[WHAT NEEDS TO BE DONE] Which lines of the data contain the string "segment"? Copy every one of them.

[DATA FOR THIS EXERCISE]
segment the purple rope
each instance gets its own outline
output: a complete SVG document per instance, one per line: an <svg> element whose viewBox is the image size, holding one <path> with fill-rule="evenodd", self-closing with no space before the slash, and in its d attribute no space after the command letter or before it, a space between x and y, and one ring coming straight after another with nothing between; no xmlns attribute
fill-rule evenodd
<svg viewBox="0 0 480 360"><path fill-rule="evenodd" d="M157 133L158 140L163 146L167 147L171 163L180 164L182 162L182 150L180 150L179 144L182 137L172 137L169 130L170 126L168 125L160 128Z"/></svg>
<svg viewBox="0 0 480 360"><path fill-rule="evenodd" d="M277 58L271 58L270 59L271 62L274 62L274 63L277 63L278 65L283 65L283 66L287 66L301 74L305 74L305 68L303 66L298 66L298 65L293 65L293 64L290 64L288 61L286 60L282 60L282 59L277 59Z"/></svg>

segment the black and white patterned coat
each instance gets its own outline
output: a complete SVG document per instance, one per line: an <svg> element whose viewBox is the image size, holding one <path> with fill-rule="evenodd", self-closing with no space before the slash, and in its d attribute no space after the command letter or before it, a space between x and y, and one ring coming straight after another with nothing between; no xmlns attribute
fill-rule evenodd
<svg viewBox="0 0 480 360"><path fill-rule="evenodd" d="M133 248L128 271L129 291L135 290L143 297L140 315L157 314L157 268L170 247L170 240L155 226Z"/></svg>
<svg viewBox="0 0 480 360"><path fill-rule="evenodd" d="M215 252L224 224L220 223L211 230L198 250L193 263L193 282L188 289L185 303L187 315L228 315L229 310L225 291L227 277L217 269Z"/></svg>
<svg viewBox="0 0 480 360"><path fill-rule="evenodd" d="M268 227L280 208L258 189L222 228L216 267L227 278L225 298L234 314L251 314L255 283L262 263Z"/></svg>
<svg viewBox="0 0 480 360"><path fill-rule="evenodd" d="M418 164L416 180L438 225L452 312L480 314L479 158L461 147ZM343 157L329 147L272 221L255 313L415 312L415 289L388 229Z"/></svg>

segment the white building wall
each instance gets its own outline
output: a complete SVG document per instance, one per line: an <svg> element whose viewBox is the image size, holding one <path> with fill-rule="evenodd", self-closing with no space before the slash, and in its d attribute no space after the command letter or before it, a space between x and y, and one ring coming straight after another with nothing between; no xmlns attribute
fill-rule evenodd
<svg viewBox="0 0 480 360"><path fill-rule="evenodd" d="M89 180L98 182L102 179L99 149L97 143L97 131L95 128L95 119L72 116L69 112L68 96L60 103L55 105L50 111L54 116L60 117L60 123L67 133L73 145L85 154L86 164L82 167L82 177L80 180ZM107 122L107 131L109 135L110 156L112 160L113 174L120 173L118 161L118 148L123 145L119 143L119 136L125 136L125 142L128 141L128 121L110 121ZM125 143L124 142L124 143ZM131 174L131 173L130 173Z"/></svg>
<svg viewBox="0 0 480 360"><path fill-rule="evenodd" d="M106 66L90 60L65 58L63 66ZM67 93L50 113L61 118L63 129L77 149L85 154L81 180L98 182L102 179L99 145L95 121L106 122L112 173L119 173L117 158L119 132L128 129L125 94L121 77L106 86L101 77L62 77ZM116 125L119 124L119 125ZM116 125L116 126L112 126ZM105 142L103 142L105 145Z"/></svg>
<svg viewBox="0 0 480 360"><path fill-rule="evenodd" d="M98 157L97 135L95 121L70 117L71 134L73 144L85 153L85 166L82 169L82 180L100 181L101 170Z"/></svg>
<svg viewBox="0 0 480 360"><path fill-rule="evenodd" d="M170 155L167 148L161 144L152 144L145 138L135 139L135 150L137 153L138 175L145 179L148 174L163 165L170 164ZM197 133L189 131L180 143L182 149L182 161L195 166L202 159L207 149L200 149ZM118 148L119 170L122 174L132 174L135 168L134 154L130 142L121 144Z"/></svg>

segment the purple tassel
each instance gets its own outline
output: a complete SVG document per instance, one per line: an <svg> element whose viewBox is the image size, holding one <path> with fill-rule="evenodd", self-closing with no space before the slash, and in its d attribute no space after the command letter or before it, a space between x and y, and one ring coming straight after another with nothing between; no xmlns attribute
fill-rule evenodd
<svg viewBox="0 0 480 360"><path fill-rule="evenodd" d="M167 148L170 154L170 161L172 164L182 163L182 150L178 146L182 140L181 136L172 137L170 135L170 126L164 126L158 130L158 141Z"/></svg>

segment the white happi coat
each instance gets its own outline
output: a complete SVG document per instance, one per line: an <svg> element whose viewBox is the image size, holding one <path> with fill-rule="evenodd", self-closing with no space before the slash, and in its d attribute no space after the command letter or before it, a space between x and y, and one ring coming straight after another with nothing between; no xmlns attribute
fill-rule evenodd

[ANSWER BELOW]
segment the purple rope
segment the black and white patterned coat
segment the white building wall
segment the purple tassel
segment the white happi coat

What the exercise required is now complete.